Le 21 octobre 1945, pour la première fois, 33 femmes entraient à l’Assemblée nationale. Huit décennies ont passé avec des avancées considérables pour la condition féminine, mais en politique, les hommes restent nettement majoritaires au Parlement et surtout dans le mandat de maire
C’était il y a 80 ans. Le 21 octobre 1945, lors du deuxième scrutin après l’octroi du droit de vote aux femmes : 33 femmes étaient élues députées dans l’Assemblée nationale constituante, issue du comité de la Libération. Parmi elles, beaucoup de résistantes, issues notamment du parti communiste (17 pour 6 socialistes, 9 du parti centriste MRP et 2 des partis de droite). Elles héritent d’un surnom péjoratif « les députettes » contre lequel s’insurge l’une d’entre elles, la Toulousaine Marcelle Rumeau (PCF), qui ajoute le « e » pour inscrire députée sur sa carte de parlementaire.
Institutrice, syndicaliste, résistante, elle est réélue en Haute-Garonne un an plus tard, en 1946, lors de la première législature de la IVème République sur un scrutin proportionnel départemental. Lors d’un entretien à la presse locale, en 1985, Marcelle Rumeau raconte cette première expérience : « Dans cette première Assemblée en 1946, il y avait une vice-présidente, Gilberte Brossolette (PS). Les 20 autres femmes ont été cantonnées aux questions éducative set sociales. Pour moi, c’était facile car mon expérience au syndicat des instituteurs et institutrices me donnait des arguments pour intervenir à la tribune sur les réformes. Je me suis battue pour que les colonies de vacances soient accessibles à tous et financées par les employeurs. En revanche, sur les questions militaires, économiques, sur les grandes lois, sur les colonies qui occupaient les débats nous n’avions pas notre mot à dire. Il n’y avait d’ailleurs aucune députée des colonies ».
De retour à l’Assemblée nationale en 1956, elle s’y rend célèbre en giflant lors d’un débat musclé le benjamin de l’hémicycle, un certain… Jean-Marie Le Pen, élu sous bannière poujadiste. « Nous étions toujours une vingtaine de femmes. Chaque fois que nous pouvions faire avancer la cause des femmes, nous étions mobilisées en général face aux démocrates-chrétiens et aux poujadistes. Mais c’était compliqué y compris à l’intérieur de nos partis ». Marcelle Rumeau gardait comme une blessure l’opposition du parti communiste à l’IVG au temps où elle siégeait. Elle se félicita néanmoins du changement complet de cap de son parti sur le sujet et du soutien du PCF à la loi Veil.
Pendant les 12 années de la IVème République, le palais Bourbon a accueilli environ 5% de femmes, essentiellement enseignantes, avocates, médecins, haut-fonctionnaires alors que chez les hommes, les catégories populaires deviennent bien plus nombreuses que dans les « assemblées de notables » d’avant-guerre.

- [Questions et consignes]:
**a.** Répondez aux questions suivantes à partir de l’article sur les premières femmes députées.
(i) Combien de femmes ont été élues députées le 21 octobre 1945 ?
(ii) Quelle vice-présidente de l’Assemblée de 1946 Marcelle Rumeau mentionne-t-elle ?
(iii) Quelle proportion de femmes le palais Bourbon a-t-il accueillie pendant les 12 années de la IVème République ?
**b.** Poursuivez l’article sur les premières femmes députées à la suite de son dernier paragraphe.

- [Matériau de travail]:
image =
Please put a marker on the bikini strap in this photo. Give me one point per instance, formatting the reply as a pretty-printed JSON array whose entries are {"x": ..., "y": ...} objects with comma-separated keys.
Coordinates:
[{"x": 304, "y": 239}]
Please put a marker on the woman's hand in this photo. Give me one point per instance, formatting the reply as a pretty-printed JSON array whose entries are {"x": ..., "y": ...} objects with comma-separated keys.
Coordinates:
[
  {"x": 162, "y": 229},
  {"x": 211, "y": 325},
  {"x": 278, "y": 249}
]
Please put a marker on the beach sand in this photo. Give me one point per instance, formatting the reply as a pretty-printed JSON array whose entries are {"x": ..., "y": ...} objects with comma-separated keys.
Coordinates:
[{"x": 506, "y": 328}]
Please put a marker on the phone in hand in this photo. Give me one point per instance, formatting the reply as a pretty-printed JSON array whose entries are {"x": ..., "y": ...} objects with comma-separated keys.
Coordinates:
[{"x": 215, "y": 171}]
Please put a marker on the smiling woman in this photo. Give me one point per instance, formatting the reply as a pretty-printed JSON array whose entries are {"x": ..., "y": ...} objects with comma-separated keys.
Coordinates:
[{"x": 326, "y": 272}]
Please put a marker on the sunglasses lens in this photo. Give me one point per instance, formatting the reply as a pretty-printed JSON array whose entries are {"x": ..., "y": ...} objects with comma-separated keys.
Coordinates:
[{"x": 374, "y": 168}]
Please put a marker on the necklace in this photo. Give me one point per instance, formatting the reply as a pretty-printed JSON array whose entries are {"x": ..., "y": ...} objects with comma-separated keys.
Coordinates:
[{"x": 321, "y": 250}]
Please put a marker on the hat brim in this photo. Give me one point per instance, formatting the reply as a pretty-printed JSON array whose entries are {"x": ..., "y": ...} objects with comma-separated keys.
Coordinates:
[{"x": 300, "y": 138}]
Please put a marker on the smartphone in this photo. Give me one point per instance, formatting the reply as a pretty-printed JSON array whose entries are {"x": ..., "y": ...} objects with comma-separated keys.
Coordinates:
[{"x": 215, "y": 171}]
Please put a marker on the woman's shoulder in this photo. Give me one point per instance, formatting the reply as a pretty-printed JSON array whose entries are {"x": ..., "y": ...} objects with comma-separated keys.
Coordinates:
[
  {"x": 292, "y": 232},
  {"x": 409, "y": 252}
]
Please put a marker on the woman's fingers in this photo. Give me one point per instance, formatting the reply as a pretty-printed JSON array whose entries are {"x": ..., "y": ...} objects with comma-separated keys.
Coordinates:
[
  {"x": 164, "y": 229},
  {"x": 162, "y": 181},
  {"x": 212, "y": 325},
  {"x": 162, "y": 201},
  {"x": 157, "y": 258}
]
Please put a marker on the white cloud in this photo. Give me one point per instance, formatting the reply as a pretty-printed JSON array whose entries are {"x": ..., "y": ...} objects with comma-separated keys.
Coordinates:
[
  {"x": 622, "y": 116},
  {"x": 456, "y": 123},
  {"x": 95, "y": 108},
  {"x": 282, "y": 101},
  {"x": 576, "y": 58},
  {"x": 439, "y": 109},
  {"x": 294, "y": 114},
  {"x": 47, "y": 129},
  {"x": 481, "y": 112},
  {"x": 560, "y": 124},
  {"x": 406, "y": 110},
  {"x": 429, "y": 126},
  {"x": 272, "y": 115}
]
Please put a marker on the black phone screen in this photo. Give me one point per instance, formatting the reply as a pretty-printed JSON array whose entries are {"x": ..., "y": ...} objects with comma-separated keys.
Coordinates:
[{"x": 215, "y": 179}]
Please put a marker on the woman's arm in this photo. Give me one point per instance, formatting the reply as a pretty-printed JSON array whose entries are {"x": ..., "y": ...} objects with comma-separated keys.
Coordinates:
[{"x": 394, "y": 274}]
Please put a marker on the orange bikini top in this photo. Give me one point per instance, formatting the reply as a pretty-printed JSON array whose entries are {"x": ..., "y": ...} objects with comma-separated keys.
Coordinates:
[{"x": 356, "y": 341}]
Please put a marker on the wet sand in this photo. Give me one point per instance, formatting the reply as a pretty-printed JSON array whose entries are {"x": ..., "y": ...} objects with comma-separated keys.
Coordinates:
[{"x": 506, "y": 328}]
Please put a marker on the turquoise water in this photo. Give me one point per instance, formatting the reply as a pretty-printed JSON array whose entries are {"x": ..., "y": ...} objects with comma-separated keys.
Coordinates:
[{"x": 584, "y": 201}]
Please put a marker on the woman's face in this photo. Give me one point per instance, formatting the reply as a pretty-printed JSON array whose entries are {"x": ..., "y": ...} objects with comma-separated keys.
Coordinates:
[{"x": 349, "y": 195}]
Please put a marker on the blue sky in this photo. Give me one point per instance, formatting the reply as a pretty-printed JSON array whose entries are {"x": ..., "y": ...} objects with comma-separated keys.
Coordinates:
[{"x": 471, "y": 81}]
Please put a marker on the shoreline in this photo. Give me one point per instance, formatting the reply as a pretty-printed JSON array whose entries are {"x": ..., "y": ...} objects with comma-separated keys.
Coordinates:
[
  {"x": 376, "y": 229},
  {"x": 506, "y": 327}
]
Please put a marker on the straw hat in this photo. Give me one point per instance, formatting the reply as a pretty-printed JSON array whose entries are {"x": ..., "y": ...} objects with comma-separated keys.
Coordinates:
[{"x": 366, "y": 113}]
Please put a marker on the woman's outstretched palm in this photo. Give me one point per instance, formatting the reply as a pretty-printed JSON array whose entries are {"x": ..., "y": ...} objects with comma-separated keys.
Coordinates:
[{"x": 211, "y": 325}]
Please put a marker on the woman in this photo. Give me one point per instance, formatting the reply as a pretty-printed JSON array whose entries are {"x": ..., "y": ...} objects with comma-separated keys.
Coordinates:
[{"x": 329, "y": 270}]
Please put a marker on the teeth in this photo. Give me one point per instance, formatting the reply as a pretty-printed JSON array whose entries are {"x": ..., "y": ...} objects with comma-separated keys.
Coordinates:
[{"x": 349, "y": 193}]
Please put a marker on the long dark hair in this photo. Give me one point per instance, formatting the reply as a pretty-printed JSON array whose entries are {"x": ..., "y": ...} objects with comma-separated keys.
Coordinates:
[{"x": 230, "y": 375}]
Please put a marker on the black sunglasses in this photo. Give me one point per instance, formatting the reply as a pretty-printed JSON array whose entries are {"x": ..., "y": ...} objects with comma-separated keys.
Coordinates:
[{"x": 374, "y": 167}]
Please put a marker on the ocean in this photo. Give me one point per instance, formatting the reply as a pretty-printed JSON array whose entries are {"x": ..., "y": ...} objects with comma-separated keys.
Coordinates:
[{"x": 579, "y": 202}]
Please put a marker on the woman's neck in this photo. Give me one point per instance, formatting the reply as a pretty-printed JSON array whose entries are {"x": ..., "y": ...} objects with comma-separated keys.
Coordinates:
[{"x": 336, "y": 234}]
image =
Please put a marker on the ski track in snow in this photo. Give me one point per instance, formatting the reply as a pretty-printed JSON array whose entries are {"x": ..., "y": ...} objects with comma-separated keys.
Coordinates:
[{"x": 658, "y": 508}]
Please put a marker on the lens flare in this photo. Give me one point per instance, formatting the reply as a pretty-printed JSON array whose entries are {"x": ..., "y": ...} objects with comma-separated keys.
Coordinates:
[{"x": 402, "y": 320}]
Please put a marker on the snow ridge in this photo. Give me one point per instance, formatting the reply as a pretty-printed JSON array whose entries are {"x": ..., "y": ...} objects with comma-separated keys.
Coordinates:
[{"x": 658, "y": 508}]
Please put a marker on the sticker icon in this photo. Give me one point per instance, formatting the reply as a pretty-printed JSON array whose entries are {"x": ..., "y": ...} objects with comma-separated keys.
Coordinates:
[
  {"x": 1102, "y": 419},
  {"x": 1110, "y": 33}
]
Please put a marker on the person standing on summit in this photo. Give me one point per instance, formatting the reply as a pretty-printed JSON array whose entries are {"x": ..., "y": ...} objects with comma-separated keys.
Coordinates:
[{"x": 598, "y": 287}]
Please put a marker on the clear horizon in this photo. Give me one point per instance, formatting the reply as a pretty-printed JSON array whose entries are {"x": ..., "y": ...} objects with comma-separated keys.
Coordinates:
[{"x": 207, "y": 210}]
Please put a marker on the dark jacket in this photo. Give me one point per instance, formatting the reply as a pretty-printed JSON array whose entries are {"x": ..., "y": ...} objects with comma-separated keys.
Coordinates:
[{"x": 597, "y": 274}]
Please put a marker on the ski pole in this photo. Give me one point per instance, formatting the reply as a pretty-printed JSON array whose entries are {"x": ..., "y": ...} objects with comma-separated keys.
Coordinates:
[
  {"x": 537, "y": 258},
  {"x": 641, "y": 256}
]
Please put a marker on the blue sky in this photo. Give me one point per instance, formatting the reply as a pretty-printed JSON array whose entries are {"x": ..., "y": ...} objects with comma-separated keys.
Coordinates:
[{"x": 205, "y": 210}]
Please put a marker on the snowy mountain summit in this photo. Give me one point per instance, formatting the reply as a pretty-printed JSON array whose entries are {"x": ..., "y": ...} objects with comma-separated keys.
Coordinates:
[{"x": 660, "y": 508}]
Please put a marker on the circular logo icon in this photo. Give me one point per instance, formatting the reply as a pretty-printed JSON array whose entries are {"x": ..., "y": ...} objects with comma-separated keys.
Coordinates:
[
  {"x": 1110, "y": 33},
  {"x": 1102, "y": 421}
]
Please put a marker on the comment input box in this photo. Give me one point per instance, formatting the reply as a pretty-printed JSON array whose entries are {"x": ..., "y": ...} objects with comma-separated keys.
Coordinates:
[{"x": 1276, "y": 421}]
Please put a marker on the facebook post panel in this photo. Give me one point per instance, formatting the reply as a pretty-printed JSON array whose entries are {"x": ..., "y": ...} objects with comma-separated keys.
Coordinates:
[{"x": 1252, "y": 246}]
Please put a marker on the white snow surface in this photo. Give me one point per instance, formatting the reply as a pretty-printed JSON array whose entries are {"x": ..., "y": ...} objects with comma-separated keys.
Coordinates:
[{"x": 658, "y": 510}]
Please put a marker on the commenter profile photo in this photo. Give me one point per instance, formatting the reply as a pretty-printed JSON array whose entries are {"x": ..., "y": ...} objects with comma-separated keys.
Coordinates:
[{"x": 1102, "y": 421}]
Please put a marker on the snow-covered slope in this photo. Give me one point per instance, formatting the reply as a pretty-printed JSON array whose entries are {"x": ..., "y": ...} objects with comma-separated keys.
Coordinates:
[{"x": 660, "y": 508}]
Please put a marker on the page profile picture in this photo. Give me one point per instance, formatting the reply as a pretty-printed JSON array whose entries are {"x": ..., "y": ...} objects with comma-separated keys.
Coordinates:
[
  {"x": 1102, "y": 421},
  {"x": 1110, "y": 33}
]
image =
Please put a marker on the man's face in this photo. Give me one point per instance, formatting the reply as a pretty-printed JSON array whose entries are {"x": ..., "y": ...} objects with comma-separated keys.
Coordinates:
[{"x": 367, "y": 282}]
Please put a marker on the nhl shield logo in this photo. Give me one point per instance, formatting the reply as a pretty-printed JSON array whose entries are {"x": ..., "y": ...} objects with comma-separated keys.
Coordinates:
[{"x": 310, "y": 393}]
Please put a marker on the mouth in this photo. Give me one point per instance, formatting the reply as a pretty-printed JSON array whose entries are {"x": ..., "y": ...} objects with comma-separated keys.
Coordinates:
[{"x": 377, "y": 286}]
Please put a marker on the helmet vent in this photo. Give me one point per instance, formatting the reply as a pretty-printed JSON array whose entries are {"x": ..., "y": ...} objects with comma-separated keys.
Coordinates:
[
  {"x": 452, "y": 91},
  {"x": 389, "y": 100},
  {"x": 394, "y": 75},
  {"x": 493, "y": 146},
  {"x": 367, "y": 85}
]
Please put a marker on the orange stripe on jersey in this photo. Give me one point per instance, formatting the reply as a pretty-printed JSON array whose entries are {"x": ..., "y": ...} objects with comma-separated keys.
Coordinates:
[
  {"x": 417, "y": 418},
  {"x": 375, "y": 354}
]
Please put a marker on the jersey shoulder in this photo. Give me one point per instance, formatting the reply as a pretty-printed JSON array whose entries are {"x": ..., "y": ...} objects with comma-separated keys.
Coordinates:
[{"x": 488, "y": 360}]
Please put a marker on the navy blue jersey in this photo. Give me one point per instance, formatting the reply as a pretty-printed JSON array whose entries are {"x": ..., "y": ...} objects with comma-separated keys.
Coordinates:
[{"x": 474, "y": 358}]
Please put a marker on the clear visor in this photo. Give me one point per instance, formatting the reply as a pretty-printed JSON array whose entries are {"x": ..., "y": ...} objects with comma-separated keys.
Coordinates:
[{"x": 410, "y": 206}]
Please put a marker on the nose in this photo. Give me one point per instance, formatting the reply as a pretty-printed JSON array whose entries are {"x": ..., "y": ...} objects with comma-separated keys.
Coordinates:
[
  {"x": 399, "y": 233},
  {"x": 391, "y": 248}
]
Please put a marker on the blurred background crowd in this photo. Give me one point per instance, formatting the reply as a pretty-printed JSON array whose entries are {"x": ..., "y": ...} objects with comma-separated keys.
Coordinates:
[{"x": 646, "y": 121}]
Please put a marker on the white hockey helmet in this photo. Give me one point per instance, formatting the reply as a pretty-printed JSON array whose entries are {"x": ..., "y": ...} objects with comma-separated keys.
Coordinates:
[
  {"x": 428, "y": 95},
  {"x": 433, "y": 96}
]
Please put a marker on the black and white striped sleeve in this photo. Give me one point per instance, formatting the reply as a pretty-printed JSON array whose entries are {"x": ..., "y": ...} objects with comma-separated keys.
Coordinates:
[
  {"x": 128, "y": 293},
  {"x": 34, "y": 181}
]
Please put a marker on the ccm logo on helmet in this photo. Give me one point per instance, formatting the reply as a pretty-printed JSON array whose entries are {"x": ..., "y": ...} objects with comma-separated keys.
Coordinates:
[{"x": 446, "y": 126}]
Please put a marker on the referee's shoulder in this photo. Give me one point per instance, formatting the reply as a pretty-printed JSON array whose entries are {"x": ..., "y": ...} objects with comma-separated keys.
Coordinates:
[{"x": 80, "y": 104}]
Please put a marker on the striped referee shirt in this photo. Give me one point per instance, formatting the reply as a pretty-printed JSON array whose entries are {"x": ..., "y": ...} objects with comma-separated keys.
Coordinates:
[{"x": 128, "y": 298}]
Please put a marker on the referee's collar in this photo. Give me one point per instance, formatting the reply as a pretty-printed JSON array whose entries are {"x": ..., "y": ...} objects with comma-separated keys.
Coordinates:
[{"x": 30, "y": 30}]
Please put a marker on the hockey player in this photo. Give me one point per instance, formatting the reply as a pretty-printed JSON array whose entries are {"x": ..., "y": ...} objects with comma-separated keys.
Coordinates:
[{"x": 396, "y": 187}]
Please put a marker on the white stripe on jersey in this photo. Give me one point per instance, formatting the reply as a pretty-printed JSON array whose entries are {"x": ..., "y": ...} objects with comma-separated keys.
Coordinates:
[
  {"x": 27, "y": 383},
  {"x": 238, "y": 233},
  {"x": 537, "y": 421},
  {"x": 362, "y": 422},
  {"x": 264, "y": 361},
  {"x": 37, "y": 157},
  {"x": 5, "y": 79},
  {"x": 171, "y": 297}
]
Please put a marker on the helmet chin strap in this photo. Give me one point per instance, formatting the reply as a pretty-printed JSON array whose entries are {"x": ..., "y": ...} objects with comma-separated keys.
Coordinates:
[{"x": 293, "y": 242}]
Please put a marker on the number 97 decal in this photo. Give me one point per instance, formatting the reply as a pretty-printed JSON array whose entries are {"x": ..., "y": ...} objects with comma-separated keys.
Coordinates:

- [Corrigé de l’exercice]:
**a.**
(i) 33 femmes.
(ii) Gilberte Brossolette (PS).
(iii) Environ 5 %.

**b.**
Le scrutin majoritaire de la Vème République et le recul du parti communiste « remasculinisent » l’hémicycle : à peine 1,7% de femmes entre 1962 et 1973. Les avancées féministes sous Valéry Giscard d’Estaing (loi Veil) et l’arrivée de la gauche au pouvoir avec François Mitterrand sont très loin de conduire vers la parité, malgré les promesses des deux présidents et la nomination de nombreuses femmes à des ministères importants (Simone Veil, Alice Saunier-Seite, Nicole Questiaux, Edith Cresson…). Pour féminiser enfin la vie politique, le gouvernement de Jospin n’hésite pas à recourir à la loi lors de la cohabitation de 1997 : l’obligation de parité avec des contraintes sur les scrutins de liste et des amendes pour les partis qui ne s’y résolvent pas est votée par l’Assemblée présidée par le socialiste Laurent Fabius. Elle ne compte que 63 femmes sur 577 députés !
Cette parité est donc très rapidement atteinte dans les conseils régionaux et municipaux des villes de plus de 3500 habitants et à la représentation dans les instances européennes. Mais la marche vers une représentation égale de « la moitié de la population » au Parlement est loin d’être terminée.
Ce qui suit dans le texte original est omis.